_Ejercicio_
Reproduce los registros desde la línea que contiene "target | electrical outlet" hasta el final de los registros, ambos extremos incluidos, sustituyendo "closet" por "wardrobe" y sin alterar nada más. Entrega únicamente esas líneas.

Extractos de un conjunto de datos sobre señalización de objetos:
========

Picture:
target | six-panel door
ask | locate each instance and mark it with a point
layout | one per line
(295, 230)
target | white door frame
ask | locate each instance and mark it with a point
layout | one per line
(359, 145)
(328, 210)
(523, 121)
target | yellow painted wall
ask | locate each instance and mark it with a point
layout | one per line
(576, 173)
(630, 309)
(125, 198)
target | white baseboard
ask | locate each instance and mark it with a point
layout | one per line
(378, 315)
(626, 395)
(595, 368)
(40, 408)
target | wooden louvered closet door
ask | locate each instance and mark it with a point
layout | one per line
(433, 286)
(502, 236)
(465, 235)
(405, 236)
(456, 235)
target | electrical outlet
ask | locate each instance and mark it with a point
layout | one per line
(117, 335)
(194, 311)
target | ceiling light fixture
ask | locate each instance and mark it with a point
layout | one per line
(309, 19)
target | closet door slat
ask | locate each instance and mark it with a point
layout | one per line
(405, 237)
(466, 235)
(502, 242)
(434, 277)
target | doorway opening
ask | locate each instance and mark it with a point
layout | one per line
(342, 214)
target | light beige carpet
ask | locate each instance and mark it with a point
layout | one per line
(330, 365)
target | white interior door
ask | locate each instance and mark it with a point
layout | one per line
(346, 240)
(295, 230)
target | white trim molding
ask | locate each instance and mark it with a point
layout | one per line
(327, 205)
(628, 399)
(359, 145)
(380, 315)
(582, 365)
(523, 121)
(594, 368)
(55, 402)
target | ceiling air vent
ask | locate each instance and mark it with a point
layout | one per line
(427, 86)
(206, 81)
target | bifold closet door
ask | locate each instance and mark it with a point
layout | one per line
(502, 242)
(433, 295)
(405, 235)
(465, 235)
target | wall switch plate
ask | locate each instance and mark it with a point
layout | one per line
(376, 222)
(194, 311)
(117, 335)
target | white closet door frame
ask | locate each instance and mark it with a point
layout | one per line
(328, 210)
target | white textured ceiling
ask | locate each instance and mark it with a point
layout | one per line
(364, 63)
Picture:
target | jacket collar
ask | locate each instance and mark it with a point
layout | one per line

========

_Solución escrita_
target | electrical outlet
ask | locate each instance and mark it with a point
layout | one per line
(117, 335)
(194, 311)
target | ceiling light fixture
ask | locate each instance and mark it with a point
layout | one per line
(309, 19)
target | wardrobe door slat
ask | locate each instance and mark it with a point
layout | one per line
(405, 237)
(466, 235)
(502, 242)
(434, 277)
target | doorway opening
ask | locate each instance and mark it with a point
layout | one per line
(342, 214)
target | light beige carpet
ask | locate each instance and mark it with a point
layout | one per line
(330, 365)
target | white interior door
ask | locate each instance and mark it with a point
layout | one per line
(346, 240)
(295, 230)
target | white trim molding
ask | locate each instance and mark it with a point
layout | one per line
(327, 205)
(628, 399)
(359, 145)
(380, 315)
(582, 365)
(523, 121)
(594, 368)
(55, 402)
target | ceiling air vent
ask | locate each instance and mark it with a point
layout | one per line
(427, 86)
(206, 81)
target | bifold wardrobe door
ask | locate each instance and mark it with a point
layout | one per line
(502, 242)
(433, 295)
(405, 235)
(465, 235)
target | wall switch plate
ask | locate each instance and mark it with a point
layout | one per line
(376, 222)
(194, 311)
(117, 335)
target | white wardrobe door frame
ask | locate each instance and mark it with a point
layout | one per line
(328, 210)
target | white textured ceiling
ask | locate each instance and mark it with a point
layout | one per line
(364, 63)
Picture:
target | jacket collar
ask | locate each instance and mark it with a point
layout | one per line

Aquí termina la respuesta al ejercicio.